» **Exercise prompt**
Return every line of the records below that contains the word "each", matching case exactly.
____ Records to use
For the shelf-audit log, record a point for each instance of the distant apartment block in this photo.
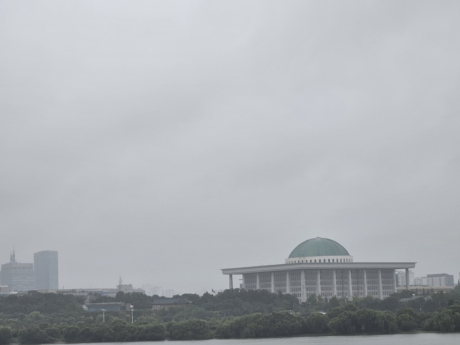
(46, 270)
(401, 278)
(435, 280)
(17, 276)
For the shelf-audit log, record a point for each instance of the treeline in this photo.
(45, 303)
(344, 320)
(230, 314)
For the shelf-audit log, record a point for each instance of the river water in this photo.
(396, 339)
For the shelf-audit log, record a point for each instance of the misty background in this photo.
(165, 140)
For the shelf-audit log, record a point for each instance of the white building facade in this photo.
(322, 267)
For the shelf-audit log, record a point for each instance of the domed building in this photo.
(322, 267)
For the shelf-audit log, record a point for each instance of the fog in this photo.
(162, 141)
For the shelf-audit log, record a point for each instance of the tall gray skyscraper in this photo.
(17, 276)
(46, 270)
________
____ Records to use
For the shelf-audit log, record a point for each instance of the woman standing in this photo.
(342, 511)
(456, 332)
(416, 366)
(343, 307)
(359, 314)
________
» **Written reply**
For the shelf-audit log, record a point for each instance of the distant apartment block in this photo.
For the shelf-audit log, record a point for each instance of the treeline in this photo.
For the shelf-audit log, record a point for each instance of the river water in this photo.
For the shelf-audit log, record a point for each instance of the misty background in this photo.
For the shelf-audit log, record a point for each instance of the white building facade in this photo.
For the shelf-audit log, record a point for each instance of the domed building in this photo.
For the shelf-audit log, record a point for each instance of the fog in this photo.
For the shelf-audit log, record a point for each instance of the tall gray skyscraper in this photo.
For the shelf-audit log, record a point for each instance of the woman standing in this photo.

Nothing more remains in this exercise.